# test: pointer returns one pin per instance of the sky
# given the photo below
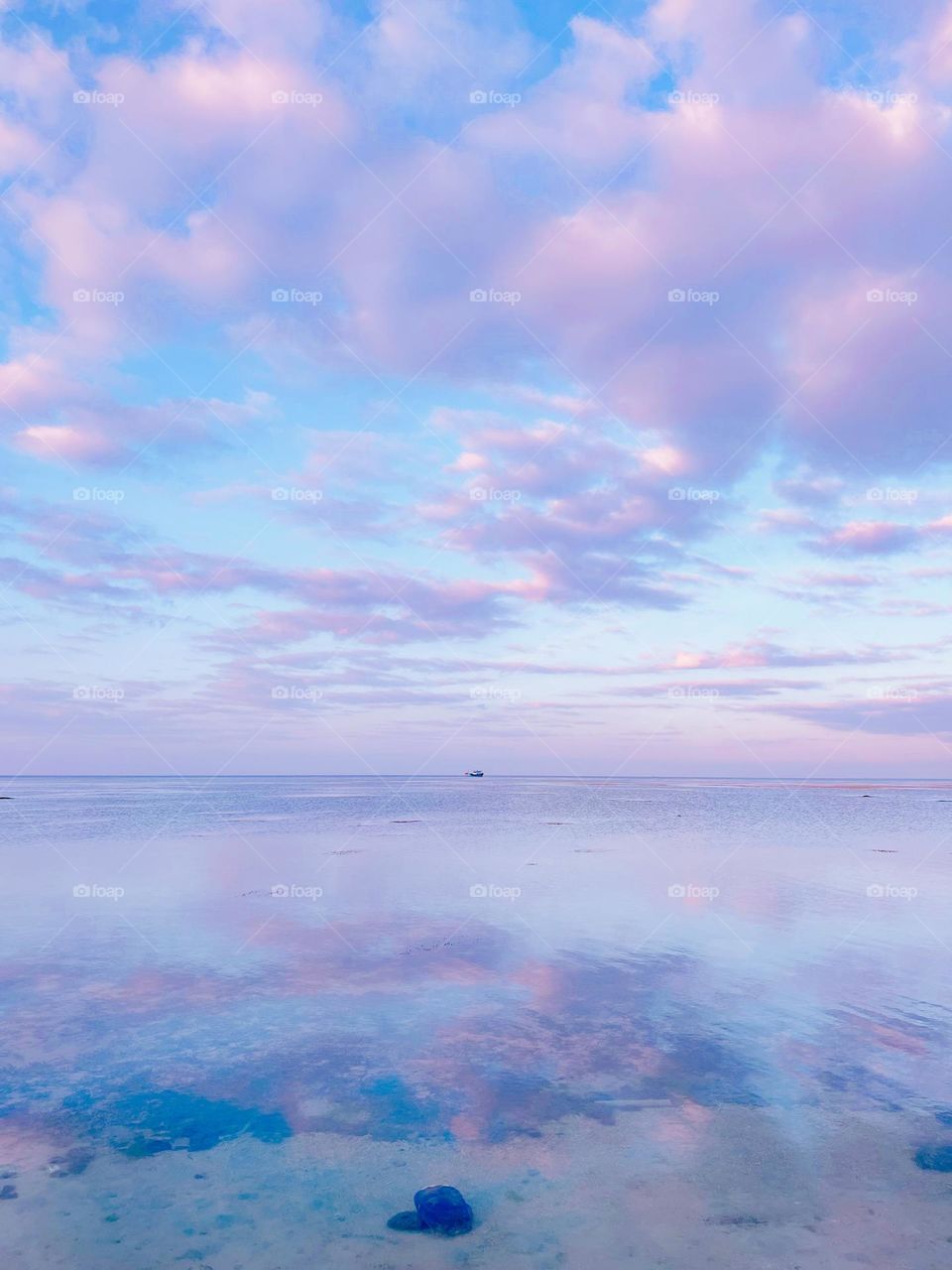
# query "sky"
(408, 386)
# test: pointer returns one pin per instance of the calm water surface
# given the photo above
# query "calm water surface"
(658, 1024)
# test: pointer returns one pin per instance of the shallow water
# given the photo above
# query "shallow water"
(648, 1023)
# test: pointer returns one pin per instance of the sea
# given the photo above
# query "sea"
(638, 1023)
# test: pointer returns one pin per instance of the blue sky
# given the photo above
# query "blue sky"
(407, 386)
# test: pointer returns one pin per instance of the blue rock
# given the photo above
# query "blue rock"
(443, 1209)
(408, 1220)
(936, 1159)
(439, 1209)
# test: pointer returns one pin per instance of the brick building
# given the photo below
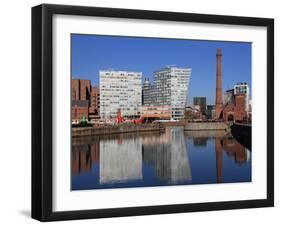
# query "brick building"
(85, 89)
(81, 89)
(79, 109)
(75, 89)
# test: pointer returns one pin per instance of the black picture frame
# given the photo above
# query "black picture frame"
(42, 111)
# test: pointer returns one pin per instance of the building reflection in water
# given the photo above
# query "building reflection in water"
(232, 148)
(169, 156)
(120, 161)
(125, 158)
(84, 156)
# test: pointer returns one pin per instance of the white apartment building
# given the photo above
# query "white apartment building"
(170, 88)
(120, 90)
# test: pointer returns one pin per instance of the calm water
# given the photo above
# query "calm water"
(172, 157)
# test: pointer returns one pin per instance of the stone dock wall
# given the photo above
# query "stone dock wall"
(115, 129)
(195, 126)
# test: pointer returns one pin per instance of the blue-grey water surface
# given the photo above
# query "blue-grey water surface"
(173, 157)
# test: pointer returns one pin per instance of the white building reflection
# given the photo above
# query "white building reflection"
(170, 160)
(120, 162)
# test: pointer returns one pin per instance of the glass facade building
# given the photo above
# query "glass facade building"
(120, 90)
(169, 88)
(243, 88)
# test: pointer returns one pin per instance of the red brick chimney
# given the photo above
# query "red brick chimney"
(218, 86)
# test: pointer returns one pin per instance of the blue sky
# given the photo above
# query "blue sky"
(91, 53)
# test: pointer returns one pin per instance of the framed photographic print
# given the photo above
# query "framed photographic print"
(145, 112)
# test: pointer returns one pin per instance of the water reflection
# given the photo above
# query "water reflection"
(153, 159)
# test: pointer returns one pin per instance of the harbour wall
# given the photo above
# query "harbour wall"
(115, 129)
(195, 126)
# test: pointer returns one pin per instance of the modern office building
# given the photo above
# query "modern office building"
(169, 88)
(243, 88)
(120, 91)
(94, 110)
(148, 93)
(211, 111)
(228, 97)
(200, 101)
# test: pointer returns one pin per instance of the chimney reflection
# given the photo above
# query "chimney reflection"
(232, 148)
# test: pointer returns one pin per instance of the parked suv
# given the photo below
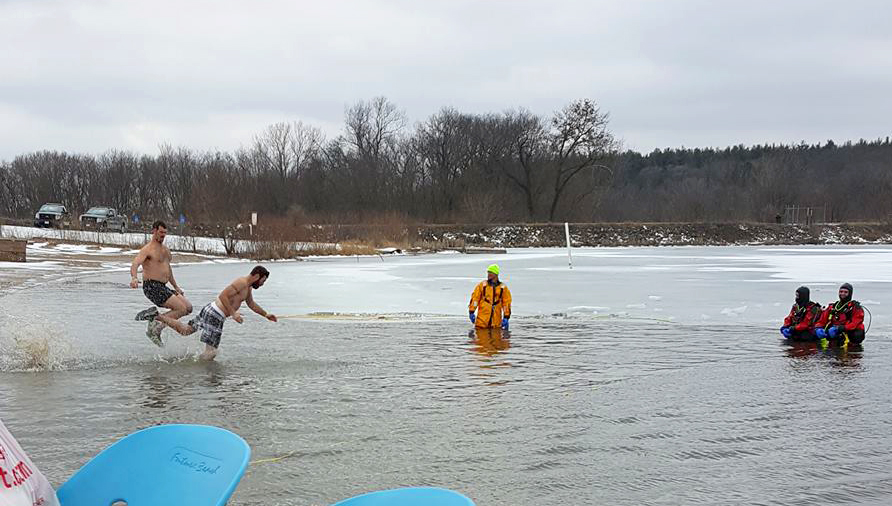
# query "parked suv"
(103, 218)
(52, 215)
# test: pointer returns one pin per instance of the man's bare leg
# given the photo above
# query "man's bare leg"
(177, 325)
(209, 353)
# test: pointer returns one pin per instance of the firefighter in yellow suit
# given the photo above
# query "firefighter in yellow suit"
(490, 305)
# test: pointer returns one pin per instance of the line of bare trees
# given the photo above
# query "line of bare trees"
(513, 166)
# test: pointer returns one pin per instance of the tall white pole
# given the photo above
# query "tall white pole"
(569, 254)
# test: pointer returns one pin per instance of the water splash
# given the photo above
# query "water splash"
(32, 347)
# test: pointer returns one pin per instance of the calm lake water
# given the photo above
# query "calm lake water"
(642, 376)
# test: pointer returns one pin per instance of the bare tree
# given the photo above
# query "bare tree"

* GIVEN EXERCISE: Rewrite all of the data above as a numbered list with blank lines skipped, and leave the pictures out.

* TASK SOLUTION:
1. # test: pointer returns one pin per instance of the sky
2. # given the photo below
3. # query "sky"
4. (408, 386)
5. # test: pointer returns one pin per instance of the calm water surface
6. # given the photo above
7. # query "calm water surface"
8. (658, 1024)
9. # test: pointer returns one pin per instance of the shallow water
10. # given the photo above
11. # query "shallow water"
12. (648, 1023)
13. # test: pointer returns one pin per instance of the sea
14. # given the photo above
15. # query "sea"
16. (638, 1023)
17. # test: pointer returns one pin per instance of the blue sky
18. # given the photo above
19. # query "blue sky"
20. (407, 386)
21. # test: pointer returns one pin per instance of the blue rock
22. # given the photo above
23. # query "blue rock"
24. (443, 1209)
25. (408, 1220)
26. (936, 1159)
27. (439, 1209)
28. # test: pointer returns one pin per instance of the brick building
29. # given the photo below
30. # query "brick building"
31. (85, 89)
32. (81, 89)
33. (79, 109)
34. (75, 89)
35. # test: pointer returns one pin per instance of the black picture frame
36. # given the photo above
37. # query "black picture frame"
38. (42, 111)
39. # test: pointer returns one pin per instance of the building reflection in water
40. # given the photo above
41. # query "building reflection in water"
42. (232, 148)
43. (169, 156)
44. (120, 161)
45. (125, 158)
46. (84, 156)
47. # test: pointer returns one pin per instance of the white apartment building
48. # given the photo above
49. # query "white apartment building"
50. (170, 88)
51. (120, 90)
52. # test: pointer returns one pin per instance of the calm water
53. # given the photo above
54. # query "calm water"
55. (172, 157)
56. # test: pointer returns one pin per instance of the stone dock wall
57. # given the photo above
58. # query "stone dock wall"
59. (115, 129)
60. (195, 126)
61. # test: pointer returns one pin per instance of the blue-grey water surface
62. # given the photo above
63. # query "blue-grey water surface"
64. (173, 157)
65. # test: pointer returns one pin per instance of the white building reflection
66. # given the photo above
67. # query "white building reflection"
68. (170, 160)
69. (120, 162)
70. # test: pointer returns one pin per instance of the glass facade building
71. # given the photo above
72. # query "glass facade building"
73. (120, 90)
74. (169, 88)
75. (243, 88)
76. # test: pointer returns one pin per instance of the red brick chimney
77. # given the photo above
78. # query "red brick chimney"
79. (218, 86)
80. # test: pointer returns one pin per instance of the blue sky
81. # given the photo above
82. # query "blue sky"
83. (91, 53)
84. # test: pointer returns one pin per instance of the framed photographic print
85. # given the photo above
86. # query "framed photographic print"
87. (145, 112)
88. # test: pointer returns one pin per instance of the water reflection
89. # given the photo above
90. # query "water reflection"
91. (153, 159)
92. # test: pointer returns one pin per instance of the harbour wall
93. # given the photo above
94. # query "harbour wall"
95. (115, 129)
96. (195, 126)
97. # test: pointer returns one pin per instance of the modern office building
98. # given the photo above
99. # query "modern office building"
100. (169, 88)
101. (243, 88)
102. (120, 91)
103. (94, 110)
104. (148, 93)
105. (211, 111)
106. (228, 97)
107. (200, 101)
108. # test: pointer returns one pin per instance of the chimney reflection
109. # given the photo above
110. # query "chimney reflection"
111. (232, 148)
112. # test: pointer returns one pin per instance of the parked suv
113. # given the photo below
114. # query "parked suv"
115. (103, 218)
116. (52, 215)
117. # test: pointer returns one pin per instance of the man's bare leg
118. # given the photo above
119. # query "man's bare leg"
120. (177, 325)
121. (209, 353)
122. # test: pointer returns one pin per instance of the firefighter in yellow suit
123. # given the photo above
124. # query "firefighter in yellow suit"
125. (490, 305)
126. # test: pointer returns one pin per instance of the line of bare trees
127. # given the photo above
128. # query "line of bare trees"
129. (513, 166)
130. # test: pointer returns one pin per instance of the tall white pole
131. # given the photo above
132. # query "tall white pole"
133. (569, 254)
134. # test: pointer returns one pin per instance of the water splash
135. # given the photo above
136. # query "water splash"
137. (32, 347)
138. # test: pointer returns one pin per instance of the calm lake water
139. # given the photo above
140. # query "calm lake water"
141. (642, 376)
142. # test: pointer returns one pin per instance of the bare tree
143. # given the photo above
144. # query "bare tree"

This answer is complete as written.